Twelve (60%) of our included patients suffered from pure EH, eight (40%) had an additional history of SH. Comorbidity of EH and SH with similar pain characteristics occurs in 31–40%, and similar underlying pathophysiological mechanisms have been assumed by different authors (3, 5, 15). However, other authors have stressed the differences in clinical symptoms and preceding factors (16). Furthermore, the two conditions do not share the same treatment response (5). In our series, five of eight EH patients with additional SH demonstrated IJVVI.
The aetiology of EH remains unknown. A vascular origin of this headache is hypothesized by most authors, whereas different, mostly unproven pathophysiological mechanisms have been proposed in the past. One is the hypothesis of a transient cerebral arterial vasospasm, which has been described in one patient with EH and SH (17) but could not be confirmed by further studies. A second postulated mechanism is impaired cerebrovascular autoregulation caused by metabolic and myogenic factors reported in EH and SH patients (15, 18). Furthermore, comorbidity of EH and SH with migraine has been reported by several authors (3, 5) and a pathophysiological relationship between these disorders assumed (19). However, in our study only three EH patients (two with unilateral IJVVI) additionally fulfilled the IHS criteria for migraine, which is quite similar to the prevalence in a normal population. The third hypothesis is that a marked increase of cerebral arterial pressure might cause dilation of the pain-sensitive venous sinuses (20). Analyses in heavy weight-lifters have demonstrated extreme blood pressure values exceeding systolic values of 400 mmHg and diastolic values of 300 mmHg (21). However, the extent of blood pressure rise during ‘normal’ physical exertion probably does not lead to comparable blood pressure alterations. A second mechanism leading to an increase of intracranial pressure is venous congestion, which is facilitated by IJVVI and VM (22). The significantly higher prevalence of IJVVI in patients with EH compared with controls in our study seems to support this assumption and suggests that IJVVI might be a risk factor for EH. Furthermore, our study has confirmed the right-sided dominance of IJV drainage well known from previous studies (16, 23, 24). IJVVI in all of our patients was found on the dominant drainage side, i.e. more frequently on the right side, which has also been observed by other authors (8). As a potential underlying mechanism, higher retrograde intrathoracic pressure during VM caused by the closer spatial relation of the right jugular valve to the intrathoracic cavity has been assumed (8).
Although a suggestive finding, IJVVI can not explain all aspects of EH. EH often resolves without treatment, whereas IJVVI remains unchanged. Not every VM in a EH patient leads to headache and, finally, many individuals with IJVVI never develop EH. Therefore, a more complex mechanism, which might, however, include a transient rise of intracranial pressure as a potential trigger, has to be considered.
In summary, our study has shown a significantly higher prevalence of IJVVI in patients with EH compared with normal controls. This finding supports the hypothesis of a relationship between EH and cerebral venous congestion, facilitated by a VM, and indicates that IJVVI might be a risk factor for EH.

:::::

> [What the task asks]:
Return the section of the headache study text that starts at the words "Twelve (60%) of" and ends after "SH demonstrated IJVVI.", copied word for word.

> [Stored items from a collection]:
:::::

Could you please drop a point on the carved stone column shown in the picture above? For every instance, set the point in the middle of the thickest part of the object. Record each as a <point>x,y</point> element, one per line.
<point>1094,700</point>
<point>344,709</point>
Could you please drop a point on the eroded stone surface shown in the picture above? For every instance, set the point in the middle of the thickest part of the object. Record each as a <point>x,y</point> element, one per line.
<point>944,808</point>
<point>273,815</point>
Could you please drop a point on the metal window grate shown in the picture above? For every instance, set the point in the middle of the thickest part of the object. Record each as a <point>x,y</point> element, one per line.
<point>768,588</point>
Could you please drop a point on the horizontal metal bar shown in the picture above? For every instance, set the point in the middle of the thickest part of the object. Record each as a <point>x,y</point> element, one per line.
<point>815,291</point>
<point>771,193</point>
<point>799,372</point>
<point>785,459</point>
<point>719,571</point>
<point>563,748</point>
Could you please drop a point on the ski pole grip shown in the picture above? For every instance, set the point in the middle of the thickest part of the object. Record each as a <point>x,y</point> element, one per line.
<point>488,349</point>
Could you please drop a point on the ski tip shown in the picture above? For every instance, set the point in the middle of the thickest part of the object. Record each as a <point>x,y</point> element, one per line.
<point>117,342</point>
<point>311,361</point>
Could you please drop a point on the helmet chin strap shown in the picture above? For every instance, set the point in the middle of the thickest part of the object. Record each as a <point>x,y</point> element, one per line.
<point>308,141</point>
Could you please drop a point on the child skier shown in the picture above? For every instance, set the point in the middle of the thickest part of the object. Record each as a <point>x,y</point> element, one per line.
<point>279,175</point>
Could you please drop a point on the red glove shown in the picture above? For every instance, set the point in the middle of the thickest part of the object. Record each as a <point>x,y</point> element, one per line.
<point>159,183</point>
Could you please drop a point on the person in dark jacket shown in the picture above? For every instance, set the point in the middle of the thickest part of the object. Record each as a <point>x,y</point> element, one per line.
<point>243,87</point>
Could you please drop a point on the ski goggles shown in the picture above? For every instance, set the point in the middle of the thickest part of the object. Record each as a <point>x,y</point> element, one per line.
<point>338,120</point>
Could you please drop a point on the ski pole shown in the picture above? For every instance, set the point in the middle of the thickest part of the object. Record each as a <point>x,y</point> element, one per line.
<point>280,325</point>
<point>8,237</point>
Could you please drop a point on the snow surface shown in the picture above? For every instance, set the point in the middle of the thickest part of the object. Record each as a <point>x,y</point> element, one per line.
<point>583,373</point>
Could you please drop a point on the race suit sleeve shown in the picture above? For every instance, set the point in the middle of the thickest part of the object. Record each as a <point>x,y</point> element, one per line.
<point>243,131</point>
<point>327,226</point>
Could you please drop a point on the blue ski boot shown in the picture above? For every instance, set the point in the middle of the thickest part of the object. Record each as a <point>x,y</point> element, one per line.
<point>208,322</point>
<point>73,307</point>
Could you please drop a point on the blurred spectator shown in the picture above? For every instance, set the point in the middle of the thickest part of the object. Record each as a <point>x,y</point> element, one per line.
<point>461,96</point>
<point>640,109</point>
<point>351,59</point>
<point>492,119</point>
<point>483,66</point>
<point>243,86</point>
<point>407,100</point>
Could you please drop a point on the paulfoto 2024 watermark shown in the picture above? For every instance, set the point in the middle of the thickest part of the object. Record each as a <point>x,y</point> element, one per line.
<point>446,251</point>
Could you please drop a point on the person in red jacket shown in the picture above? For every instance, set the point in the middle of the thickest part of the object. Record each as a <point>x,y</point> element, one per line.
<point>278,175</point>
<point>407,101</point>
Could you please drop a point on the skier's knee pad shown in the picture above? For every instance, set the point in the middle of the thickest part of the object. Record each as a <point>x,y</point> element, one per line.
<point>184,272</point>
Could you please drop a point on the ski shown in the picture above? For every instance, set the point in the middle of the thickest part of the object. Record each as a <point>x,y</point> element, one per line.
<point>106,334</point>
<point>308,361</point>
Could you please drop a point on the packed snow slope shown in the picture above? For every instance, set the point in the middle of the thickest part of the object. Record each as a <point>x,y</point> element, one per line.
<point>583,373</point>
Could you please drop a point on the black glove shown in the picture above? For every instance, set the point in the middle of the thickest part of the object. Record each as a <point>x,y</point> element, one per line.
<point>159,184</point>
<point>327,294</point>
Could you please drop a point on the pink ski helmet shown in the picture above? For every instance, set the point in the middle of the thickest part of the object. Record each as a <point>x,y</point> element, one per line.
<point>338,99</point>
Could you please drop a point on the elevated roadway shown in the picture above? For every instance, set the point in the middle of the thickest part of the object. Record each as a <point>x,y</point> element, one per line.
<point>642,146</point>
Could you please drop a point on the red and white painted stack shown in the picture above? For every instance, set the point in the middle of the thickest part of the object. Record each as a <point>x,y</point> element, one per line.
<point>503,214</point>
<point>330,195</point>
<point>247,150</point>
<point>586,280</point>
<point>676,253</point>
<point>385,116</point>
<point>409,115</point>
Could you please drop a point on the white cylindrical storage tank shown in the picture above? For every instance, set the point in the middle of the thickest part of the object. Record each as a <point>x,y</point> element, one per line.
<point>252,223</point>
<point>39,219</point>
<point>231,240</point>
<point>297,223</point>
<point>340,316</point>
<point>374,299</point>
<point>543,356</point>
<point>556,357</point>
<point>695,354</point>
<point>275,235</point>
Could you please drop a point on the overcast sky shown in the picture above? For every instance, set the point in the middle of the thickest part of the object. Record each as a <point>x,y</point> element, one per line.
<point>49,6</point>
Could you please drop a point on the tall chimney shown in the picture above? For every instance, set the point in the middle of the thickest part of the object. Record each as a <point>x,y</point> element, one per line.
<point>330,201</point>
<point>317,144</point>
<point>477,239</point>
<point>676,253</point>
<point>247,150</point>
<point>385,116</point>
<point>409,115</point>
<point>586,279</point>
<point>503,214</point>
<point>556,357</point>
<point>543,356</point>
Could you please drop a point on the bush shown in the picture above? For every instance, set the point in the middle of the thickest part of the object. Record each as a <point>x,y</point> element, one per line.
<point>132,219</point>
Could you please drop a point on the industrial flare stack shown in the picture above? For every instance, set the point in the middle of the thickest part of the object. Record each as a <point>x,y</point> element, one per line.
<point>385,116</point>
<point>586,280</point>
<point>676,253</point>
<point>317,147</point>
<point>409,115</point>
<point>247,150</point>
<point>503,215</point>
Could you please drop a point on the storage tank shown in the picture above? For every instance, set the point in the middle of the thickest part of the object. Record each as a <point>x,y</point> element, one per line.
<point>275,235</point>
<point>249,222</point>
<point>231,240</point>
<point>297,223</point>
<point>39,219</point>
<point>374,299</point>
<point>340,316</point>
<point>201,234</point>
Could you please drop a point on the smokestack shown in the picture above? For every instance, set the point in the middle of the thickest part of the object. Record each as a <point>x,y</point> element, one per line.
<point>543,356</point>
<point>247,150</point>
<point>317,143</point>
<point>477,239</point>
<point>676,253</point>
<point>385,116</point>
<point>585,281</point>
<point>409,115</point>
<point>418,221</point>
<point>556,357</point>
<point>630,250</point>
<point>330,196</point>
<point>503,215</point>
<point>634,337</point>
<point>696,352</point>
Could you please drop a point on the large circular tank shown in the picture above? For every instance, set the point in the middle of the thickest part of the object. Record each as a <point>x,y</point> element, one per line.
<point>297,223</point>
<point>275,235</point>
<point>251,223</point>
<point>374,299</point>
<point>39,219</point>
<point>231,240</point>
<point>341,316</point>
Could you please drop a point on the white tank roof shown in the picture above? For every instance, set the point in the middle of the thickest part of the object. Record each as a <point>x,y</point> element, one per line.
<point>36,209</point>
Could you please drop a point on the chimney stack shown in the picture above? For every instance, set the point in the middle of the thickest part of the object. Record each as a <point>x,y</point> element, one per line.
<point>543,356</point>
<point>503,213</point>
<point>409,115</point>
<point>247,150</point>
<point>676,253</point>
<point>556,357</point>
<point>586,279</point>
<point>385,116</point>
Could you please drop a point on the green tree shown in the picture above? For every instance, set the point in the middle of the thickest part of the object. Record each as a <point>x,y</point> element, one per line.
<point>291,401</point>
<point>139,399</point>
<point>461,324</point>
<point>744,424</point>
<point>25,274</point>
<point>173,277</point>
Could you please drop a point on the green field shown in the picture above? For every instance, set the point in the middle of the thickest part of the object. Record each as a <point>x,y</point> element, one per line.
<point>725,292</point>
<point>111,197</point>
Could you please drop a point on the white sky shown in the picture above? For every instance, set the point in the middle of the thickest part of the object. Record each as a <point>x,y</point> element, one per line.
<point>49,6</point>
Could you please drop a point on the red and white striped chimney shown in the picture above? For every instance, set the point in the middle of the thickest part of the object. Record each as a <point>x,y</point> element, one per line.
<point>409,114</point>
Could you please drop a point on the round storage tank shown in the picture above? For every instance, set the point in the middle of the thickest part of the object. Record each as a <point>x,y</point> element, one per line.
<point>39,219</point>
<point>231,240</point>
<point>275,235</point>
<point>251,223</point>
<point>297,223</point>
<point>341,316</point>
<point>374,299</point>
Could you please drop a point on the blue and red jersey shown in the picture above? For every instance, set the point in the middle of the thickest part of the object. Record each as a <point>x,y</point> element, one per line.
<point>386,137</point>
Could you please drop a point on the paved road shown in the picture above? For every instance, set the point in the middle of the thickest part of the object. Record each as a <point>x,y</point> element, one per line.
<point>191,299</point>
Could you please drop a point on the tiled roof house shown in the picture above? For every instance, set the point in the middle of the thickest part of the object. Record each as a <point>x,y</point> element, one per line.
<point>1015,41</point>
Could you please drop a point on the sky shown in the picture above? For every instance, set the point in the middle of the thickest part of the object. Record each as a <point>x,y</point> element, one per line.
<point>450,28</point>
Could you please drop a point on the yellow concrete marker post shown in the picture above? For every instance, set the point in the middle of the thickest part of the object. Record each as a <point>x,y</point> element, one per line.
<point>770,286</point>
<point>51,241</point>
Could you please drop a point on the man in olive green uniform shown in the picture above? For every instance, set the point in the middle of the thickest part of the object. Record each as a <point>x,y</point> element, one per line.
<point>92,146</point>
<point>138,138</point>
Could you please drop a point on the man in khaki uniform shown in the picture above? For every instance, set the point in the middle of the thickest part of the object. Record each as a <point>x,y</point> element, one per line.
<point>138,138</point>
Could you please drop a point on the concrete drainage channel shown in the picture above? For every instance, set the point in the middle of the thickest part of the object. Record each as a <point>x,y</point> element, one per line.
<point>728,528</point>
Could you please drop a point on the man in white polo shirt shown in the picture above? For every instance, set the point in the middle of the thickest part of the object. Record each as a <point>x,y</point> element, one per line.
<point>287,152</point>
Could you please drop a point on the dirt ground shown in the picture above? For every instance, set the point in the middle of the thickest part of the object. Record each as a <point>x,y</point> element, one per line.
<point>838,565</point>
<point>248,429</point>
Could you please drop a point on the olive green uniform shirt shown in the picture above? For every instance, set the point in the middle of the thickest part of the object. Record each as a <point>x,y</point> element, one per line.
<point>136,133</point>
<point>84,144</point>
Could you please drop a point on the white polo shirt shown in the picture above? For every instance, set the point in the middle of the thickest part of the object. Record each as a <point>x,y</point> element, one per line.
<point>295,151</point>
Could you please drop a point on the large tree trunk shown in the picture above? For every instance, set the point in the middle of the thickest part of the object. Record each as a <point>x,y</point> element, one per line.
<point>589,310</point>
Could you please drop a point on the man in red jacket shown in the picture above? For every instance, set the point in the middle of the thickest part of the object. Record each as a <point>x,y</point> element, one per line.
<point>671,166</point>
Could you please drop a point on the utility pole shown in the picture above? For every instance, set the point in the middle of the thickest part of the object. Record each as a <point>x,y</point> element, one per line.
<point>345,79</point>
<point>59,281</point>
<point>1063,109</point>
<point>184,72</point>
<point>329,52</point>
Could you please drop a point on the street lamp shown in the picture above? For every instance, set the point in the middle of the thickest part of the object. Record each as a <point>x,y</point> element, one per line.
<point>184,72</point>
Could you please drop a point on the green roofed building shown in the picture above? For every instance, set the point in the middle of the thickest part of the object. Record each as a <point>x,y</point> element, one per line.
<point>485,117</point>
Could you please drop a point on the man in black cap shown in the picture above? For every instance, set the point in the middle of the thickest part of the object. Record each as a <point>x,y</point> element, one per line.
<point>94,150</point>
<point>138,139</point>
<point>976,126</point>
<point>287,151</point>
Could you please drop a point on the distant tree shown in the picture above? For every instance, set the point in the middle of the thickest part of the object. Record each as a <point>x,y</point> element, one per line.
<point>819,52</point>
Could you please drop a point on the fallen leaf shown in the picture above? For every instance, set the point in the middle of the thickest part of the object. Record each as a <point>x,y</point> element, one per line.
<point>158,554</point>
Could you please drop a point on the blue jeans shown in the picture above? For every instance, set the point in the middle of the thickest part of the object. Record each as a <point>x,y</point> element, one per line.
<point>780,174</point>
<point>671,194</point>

:::::

> [Result below]:
Twelve (60%) of our included patients suffered from pure EH, eight (40%) had an additional history of SH. Comorbidity of EH and SH with similar pain characteristics occurs in 31–40%, and similar underlying pathophysiological mechanisms have been assumed by different authors (3, 5, 15). However, other authors have stressed the differences in clinical symptoms and preceding factors (16). Furthermore, the two conditions do not share the same treatment response (5). In our series, five of eight EH patients with additional SH demonstrated IJVVI.